Natural-language object grounding data:
.....
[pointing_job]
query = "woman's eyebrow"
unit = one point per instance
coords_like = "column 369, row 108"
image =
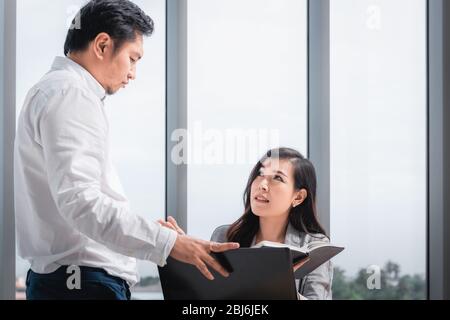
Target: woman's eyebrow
column 278, row 171
column 281, row 172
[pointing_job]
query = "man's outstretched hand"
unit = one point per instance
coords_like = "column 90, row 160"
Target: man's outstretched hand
column 197, row 252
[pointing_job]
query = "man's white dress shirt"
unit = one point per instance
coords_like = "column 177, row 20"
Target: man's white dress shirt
column 70, row 206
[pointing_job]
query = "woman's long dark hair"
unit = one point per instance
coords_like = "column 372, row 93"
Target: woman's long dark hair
column 303, row 217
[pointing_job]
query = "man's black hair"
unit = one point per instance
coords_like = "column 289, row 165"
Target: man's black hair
column 120, row 19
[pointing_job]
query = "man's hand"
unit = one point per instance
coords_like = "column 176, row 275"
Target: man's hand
column 171, row 223
column 197, row 252
column 299, row 264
.....
YOUR ASSIGNMENT:
For this exercise, return the records above in full and exactly, omitting the images.

RESULT FOR THIS EXERCISE:
[pointing_job]
query = "woman's eyebrow"
unit = one point per instance
coords_like = "column 369, row 108"
image =
Target: woman's eyebrow
column 278, row 171
column 281, row 172
[pointing_job]
query = "man's outstretched hand"
unit = one point per instance
coords_like = "column 90, row 160"
Target: man's outstretched hand
column 197, row 252
[pointing_job]
query = "man's white dress shirt"
unit = one point per instance
coords_like = "column 177, row 20"
Target: man's white dress shirt
column 70, row 206
[pointing_job]
query = "woman's long dark hair"
unit = one point per instance
coords_like = "column 372, row 93"
Target: woman's long dark hair
column 303, row 217
[pointing_job]
query = "man's black hair"
unit = one point per instance
coords_like = "column 289, row 165"
Target: man's black hair
column 120, row 19
[pointing_job]
query = "man's hand"
unit = one point per instance
coords_like = "column 176, row 275"
Target: man's hand
column 171, row 223
column 197, row 252
column 299, row 264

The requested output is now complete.